# DATA TO USE
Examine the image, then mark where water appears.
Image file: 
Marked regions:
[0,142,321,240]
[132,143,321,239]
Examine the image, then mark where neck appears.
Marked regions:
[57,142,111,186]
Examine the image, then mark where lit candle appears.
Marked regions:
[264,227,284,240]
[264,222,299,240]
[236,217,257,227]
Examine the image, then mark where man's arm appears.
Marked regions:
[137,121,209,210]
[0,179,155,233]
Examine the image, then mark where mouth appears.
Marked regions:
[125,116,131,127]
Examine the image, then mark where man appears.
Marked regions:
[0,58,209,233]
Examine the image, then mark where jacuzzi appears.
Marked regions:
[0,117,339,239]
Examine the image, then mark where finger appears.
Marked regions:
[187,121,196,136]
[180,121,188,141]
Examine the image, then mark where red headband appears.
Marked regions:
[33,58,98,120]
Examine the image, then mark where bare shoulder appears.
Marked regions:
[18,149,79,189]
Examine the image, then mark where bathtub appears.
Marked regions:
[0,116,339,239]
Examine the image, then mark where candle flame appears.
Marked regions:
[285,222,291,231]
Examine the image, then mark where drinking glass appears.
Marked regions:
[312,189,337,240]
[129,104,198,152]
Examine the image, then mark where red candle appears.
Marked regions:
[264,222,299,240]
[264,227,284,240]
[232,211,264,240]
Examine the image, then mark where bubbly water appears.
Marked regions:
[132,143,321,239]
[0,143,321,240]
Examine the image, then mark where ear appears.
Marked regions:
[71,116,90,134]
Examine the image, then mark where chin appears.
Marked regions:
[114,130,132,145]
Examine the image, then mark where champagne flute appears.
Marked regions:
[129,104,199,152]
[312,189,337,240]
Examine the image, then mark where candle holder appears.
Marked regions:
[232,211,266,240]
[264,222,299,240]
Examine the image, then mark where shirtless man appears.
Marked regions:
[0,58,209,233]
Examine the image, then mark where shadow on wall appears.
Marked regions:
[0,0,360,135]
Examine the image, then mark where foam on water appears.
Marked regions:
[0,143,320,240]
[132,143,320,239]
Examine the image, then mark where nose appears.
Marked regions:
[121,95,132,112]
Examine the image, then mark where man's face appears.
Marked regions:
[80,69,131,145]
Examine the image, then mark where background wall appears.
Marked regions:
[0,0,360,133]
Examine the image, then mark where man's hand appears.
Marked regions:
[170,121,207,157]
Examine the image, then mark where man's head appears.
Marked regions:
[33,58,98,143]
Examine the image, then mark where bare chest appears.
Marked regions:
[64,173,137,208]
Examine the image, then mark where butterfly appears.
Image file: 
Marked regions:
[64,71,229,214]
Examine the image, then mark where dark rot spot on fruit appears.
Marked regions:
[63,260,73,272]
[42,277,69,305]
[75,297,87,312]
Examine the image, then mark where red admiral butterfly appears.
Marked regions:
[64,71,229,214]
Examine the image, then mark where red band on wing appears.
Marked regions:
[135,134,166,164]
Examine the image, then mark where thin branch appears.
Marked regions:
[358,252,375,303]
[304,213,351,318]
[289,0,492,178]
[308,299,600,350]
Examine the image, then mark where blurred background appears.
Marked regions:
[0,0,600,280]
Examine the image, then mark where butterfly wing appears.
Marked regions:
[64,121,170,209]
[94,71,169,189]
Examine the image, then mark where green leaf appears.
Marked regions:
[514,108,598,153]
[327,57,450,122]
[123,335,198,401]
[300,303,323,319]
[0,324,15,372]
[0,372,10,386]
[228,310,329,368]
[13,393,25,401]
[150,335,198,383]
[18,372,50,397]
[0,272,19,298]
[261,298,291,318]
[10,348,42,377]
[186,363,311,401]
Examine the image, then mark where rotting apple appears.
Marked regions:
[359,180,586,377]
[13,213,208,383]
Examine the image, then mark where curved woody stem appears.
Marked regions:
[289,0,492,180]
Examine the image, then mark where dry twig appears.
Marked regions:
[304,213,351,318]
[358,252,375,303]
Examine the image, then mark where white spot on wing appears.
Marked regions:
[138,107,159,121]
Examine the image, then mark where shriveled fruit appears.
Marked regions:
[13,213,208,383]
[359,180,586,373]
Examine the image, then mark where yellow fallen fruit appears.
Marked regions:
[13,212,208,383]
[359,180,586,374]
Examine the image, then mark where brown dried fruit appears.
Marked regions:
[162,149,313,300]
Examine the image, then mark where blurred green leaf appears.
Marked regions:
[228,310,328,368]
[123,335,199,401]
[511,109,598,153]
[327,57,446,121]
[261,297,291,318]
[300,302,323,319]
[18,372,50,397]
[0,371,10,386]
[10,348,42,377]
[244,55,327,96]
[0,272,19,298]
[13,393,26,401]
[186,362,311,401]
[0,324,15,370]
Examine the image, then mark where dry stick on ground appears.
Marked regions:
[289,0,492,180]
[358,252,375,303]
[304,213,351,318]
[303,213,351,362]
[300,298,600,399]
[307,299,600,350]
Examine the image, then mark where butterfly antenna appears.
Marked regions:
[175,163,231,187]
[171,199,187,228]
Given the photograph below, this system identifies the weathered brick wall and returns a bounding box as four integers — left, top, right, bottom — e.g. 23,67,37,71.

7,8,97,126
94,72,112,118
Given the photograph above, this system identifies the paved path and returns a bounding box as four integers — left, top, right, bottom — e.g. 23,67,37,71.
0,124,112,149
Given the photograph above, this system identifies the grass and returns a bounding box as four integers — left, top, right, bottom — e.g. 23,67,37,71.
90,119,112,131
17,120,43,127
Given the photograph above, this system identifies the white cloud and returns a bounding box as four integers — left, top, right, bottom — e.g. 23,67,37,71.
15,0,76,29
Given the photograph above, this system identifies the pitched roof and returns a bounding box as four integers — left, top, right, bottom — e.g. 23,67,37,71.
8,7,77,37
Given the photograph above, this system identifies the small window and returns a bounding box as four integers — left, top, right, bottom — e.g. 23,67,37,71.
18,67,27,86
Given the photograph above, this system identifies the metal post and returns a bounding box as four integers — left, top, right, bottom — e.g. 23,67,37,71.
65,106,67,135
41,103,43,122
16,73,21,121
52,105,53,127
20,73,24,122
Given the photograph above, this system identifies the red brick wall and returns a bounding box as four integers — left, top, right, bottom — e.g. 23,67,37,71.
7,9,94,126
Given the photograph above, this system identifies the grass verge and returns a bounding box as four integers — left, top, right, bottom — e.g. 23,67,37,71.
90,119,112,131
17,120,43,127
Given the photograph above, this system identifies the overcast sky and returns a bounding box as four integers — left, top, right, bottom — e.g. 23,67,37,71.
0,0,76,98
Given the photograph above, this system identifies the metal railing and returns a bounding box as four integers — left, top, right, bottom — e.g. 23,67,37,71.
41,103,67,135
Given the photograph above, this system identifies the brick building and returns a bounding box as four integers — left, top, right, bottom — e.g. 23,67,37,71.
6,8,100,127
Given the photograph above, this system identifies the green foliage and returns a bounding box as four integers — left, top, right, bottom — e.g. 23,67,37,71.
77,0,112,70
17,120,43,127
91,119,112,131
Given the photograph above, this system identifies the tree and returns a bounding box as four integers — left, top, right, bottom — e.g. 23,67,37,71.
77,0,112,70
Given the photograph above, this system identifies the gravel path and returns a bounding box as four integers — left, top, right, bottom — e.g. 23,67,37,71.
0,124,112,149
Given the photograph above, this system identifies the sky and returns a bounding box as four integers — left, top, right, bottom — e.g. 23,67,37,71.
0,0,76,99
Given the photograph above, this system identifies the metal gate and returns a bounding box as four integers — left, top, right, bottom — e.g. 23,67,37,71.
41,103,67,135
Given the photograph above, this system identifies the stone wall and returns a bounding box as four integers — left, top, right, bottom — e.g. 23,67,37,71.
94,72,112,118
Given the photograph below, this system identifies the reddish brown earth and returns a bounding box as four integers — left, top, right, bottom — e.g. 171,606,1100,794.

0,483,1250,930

==

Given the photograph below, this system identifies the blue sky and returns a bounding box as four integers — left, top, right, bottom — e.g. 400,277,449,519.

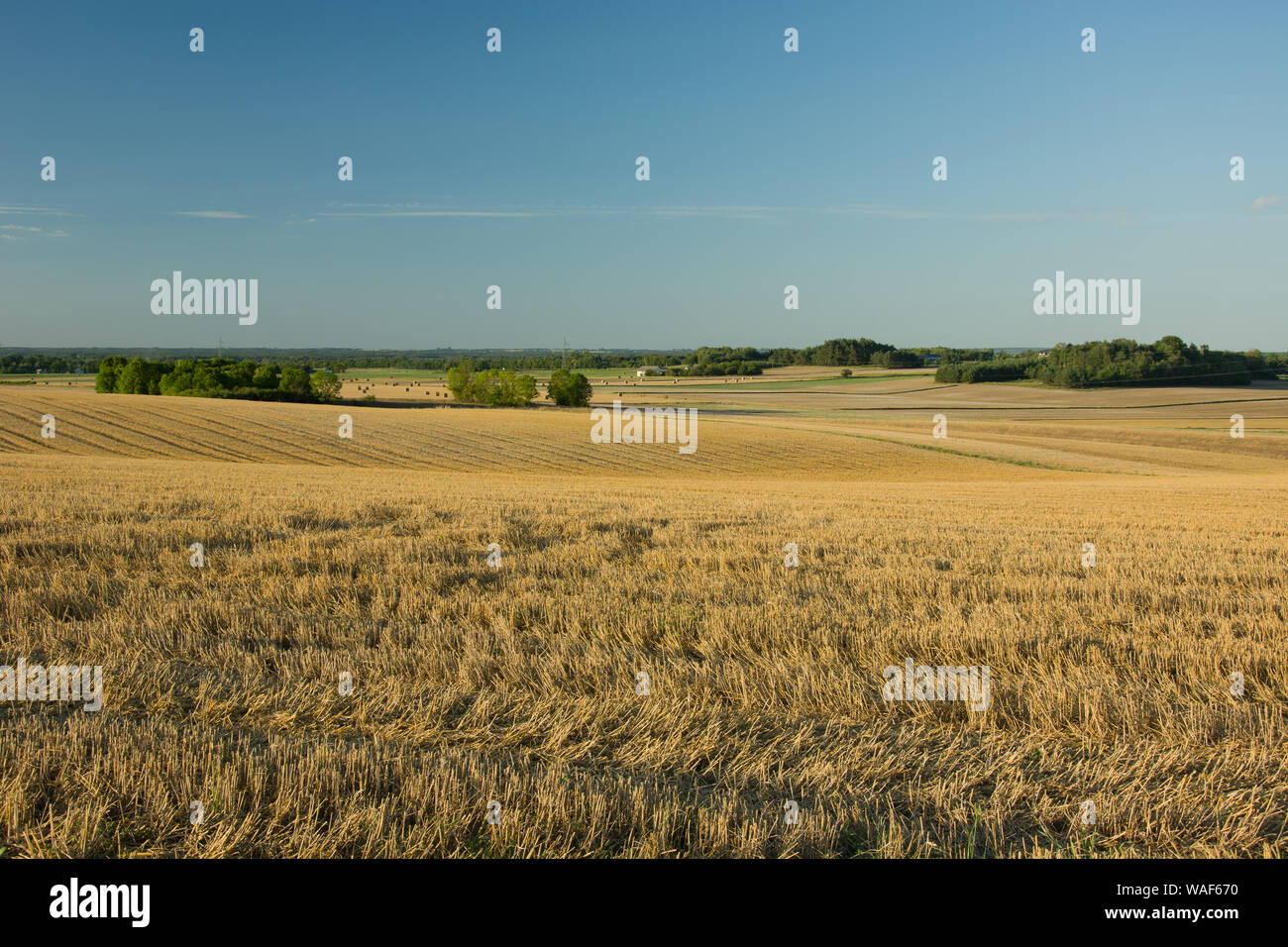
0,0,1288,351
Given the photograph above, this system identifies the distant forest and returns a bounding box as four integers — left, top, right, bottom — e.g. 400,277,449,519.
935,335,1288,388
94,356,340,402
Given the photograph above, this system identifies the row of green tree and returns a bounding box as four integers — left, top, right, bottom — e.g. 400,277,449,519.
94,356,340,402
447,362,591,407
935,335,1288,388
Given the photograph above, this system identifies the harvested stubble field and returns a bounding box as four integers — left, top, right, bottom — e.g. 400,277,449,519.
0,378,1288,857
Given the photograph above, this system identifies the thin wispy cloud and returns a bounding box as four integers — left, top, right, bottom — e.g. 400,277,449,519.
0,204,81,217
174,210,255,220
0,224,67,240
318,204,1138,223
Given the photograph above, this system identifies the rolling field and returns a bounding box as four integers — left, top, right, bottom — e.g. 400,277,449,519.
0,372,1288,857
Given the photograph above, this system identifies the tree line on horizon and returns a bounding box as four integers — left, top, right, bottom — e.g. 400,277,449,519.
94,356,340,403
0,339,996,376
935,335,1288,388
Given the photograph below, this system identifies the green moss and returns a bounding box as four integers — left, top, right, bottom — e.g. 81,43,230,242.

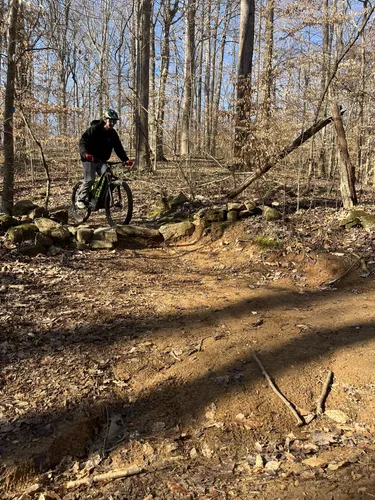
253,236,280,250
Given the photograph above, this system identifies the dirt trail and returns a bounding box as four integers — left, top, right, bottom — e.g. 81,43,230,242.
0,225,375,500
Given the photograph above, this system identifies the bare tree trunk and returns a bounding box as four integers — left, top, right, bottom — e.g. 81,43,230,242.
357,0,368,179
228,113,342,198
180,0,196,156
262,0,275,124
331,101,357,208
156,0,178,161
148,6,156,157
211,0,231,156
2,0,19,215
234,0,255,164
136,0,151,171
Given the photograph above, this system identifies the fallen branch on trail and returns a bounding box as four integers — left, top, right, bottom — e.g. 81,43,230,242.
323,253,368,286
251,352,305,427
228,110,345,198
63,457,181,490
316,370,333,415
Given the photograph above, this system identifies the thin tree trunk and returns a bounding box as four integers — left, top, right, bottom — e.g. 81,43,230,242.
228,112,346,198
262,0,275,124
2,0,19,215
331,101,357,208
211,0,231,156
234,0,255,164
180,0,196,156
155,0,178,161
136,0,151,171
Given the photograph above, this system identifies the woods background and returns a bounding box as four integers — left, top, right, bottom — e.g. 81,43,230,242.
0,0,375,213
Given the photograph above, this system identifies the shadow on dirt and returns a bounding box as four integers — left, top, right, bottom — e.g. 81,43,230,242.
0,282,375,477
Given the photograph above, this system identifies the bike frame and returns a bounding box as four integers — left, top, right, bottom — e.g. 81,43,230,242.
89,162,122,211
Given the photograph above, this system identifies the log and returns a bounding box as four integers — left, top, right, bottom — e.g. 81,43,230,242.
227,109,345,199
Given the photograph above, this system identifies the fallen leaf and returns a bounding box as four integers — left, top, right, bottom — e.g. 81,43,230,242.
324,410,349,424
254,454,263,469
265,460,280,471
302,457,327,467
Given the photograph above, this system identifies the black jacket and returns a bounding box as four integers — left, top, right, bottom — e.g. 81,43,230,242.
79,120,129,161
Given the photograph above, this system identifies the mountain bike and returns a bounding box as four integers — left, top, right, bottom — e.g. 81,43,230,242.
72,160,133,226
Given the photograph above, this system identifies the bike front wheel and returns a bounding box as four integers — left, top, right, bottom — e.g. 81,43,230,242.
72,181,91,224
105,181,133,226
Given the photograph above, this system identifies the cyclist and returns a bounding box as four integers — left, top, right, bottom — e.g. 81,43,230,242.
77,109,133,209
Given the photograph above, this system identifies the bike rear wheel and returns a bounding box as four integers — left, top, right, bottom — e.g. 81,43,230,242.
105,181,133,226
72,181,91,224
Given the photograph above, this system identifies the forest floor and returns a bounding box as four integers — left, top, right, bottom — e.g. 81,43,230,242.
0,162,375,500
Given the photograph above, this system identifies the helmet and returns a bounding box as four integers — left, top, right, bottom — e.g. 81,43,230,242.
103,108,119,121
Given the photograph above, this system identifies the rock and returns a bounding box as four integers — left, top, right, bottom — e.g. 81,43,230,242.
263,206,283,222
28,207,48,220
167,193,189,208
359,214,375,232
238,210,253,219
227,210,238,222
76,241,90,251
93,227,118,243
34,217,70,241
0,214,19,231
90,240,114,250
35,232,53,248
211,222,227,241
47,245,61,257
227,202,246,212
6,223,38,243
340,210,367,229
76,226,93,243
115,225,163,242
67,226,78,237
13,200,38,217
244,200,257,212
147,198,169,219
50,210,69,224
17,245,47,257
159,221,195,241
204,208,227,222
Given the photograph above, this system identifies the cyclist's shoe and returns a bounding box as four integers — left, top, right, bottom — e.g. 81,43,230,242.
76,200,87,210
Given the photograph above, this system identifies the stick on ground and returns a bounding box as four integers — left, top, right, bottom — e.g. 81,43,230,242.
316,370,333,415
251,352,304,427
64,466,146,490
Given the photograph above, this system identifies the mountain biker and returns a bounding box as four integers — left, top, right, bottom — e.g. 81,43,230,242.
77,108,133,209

# EXERCISE REQUIREMENTS
Convert the data from the line containing "Examine the image, then mark where green" through the line containing "[307,299,600,350]", both lines included, into a JSON list of strings with one string per line, and omit any blank lines.

# ANSWER IN FULL
[
  "Examine the image, then mark where green leaf appears.",
  "Marked regions:",
  "[514,108,598,153]",
  "[327,57,450,122]",
  "[123,335,198,401]",
  "[300,303,323,319]",
  "[0,324,15,372]",
  "[0,372,10,386]",
  "[228,310,329,368]",
  "[13,393,25,401]",
  "[150,335,198,383]",
  "[18,372,50,397]",
  "[0,272,19,298]",
  "[261,298,291,318]",
  "[10,348,42,377]",
  "[186,363,311,401]",
  "Examine the image, then mark where rotting apple appears.",
  "Marked regions:",
  "[359,180,586,377]",
  "[13,213,208,383]",
  "Examine the image, then mark where curved woody stem appears.",
  "Marked regions:",
  "[289,0,492,180]",
  "Examine the image, then mark where dry twig appears.",
  "Marked regions:",
  "[304,213,351,318]",
  "[358,252,375,303]",
  "Examine the image, then mark where white spot on wing appears.",
  "Marked regions:",
  "[138,107,159,121]",
  "Examine the image, then mark where shriveled fruit appears.",
  "Marked regions:",
  "[13,213,208,383]",
  "[359,180,586,373]",
  "Examine the image, then mark where yellow fallen fruit appears.",
  "Marked regions:",
  "[13,212,208,383]",
  "[359,180,586,374]",
  "Examine the image, then mark where brown dried fruit appears.",
  "Marked regions:",
  "[162,149,313,300]",
  "Examine the image, then mark where blurred green leaf appears.",
  "Marked regions:",
  "[228,310,328,368]",
  "[123,335,199,401]",
  "[511,109,598,153]",
  "[327,57,446,121]",
  "[261,297,291,318]",
  "[300,302,323,319]",
  "[18,372,50,397]",
  "[0,371,10,386]",
  "[10,348,42,377]",
  "[244,55,327,96]",
  "[0,272,19,298]",
  "[13,393,26,401]",
  "[186,362,311,401]",
  "[0,324,15,370]",
  "Examine the image, then mark where dry stick on ground appears.",
  "Marked regions:",
  "[289,0,492,180]",
  "[358,252,375,303]",
  "[304,213,351,318]",
  "[303,213,351,362]",
  "[300,298,600,399]",
  "[307,299,600,350]"
]